(Records contained in a dataset)
+===+
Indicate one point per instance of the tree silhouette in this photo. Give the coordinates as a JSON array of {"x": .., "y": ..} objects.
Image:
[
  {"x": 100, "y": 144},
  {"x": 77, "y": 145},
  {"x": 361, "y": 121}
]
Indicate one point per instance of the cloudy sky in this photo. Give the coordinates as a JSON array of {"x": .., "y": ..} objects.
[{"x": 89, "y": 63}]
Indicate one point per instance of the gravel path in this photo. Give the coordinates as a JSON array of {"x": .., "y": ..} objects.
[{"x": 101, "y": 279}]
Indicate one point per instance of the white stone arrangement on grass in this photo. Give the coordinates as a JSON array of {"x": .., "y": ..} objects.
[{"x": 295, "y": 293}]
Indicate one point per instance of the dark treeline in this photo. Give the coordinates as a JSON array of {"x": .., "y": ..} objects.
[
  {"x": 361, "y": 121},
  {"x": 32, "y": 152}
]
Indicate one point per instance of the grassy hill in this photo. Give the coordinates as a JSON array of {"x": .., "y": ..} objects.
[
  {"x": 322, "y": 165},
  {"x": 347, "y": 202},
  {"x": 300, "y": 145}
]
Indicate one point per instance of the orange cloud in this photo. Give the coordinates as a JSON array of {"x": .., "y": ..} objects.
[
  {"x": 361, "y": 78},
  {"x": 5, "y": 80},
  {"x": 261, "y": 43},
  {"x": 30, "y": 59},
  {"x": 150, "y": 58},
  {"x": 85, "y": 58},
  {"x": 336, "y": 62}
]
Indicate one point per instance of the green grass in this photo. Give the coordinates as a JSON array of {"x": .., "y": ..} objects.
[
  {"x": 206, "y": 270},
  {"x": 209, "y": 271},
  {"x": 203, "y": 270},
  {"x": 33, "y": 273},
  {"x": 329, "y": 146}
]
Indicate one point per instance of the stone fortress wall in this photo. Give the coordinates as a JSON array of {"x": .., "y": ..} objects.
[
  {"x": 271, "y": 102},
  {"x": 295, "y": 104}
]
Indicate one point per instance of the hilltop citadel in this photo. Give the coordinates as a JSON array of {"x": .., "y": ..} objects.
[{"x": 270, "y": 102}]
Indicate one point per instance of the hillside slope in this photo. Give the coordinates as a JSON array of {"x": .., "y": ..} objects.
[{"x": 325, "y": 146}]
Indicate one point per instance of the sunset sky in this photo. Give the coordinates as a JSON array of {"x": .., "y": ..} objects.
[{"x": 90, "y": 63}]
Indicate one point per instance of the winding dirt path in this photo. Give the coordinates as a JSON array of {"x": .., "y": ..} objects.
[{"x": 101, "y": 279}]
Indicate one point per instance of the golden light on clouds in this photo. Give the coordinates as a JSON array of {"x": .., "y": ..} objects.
+===+
_Set problem_
Output only the lines running from the line with "Indicate one point per instance of the stone" through the final line of the data, inclusive.

_The solution_
Indicate one point per instance of the stone fortress wall in this photo. Give the coordinates as a JSON array of {"x": .., "y": ..} objects.
[
  {"x": 271, "y": 102},
  {"x": 295, "y": 104}
]
Indicate one point per instance of the hilltop citadel in this photo. Give the coordinates as a JSON array of {"x": .., "y": ..} objects.
[{"x": 270, "y": 102}]
Indicate one point per instance of the hillside slope in this photo. Give the coordinates as a JSON array of {"x": .., "y": ..} objects.
[{"x": 325, "y": 146}]
Indicate one point per instance of the sunset sky in this photo. Give the coordinates as a JSON array of {"x": .., "y": ..} objects.
[{"x": 90, "y": 63}]
Indicate one point per instance of the winding dirt path in this photo. Give the coordinates as a JSON array of {"x": .., "y": ..} objects.
[{"x": 101, "y": 279}]
Indicate one point per instance of the golden light on clouds in this photo. Give the coordinates as a JSON array of {"x": .., "y": ..} objects.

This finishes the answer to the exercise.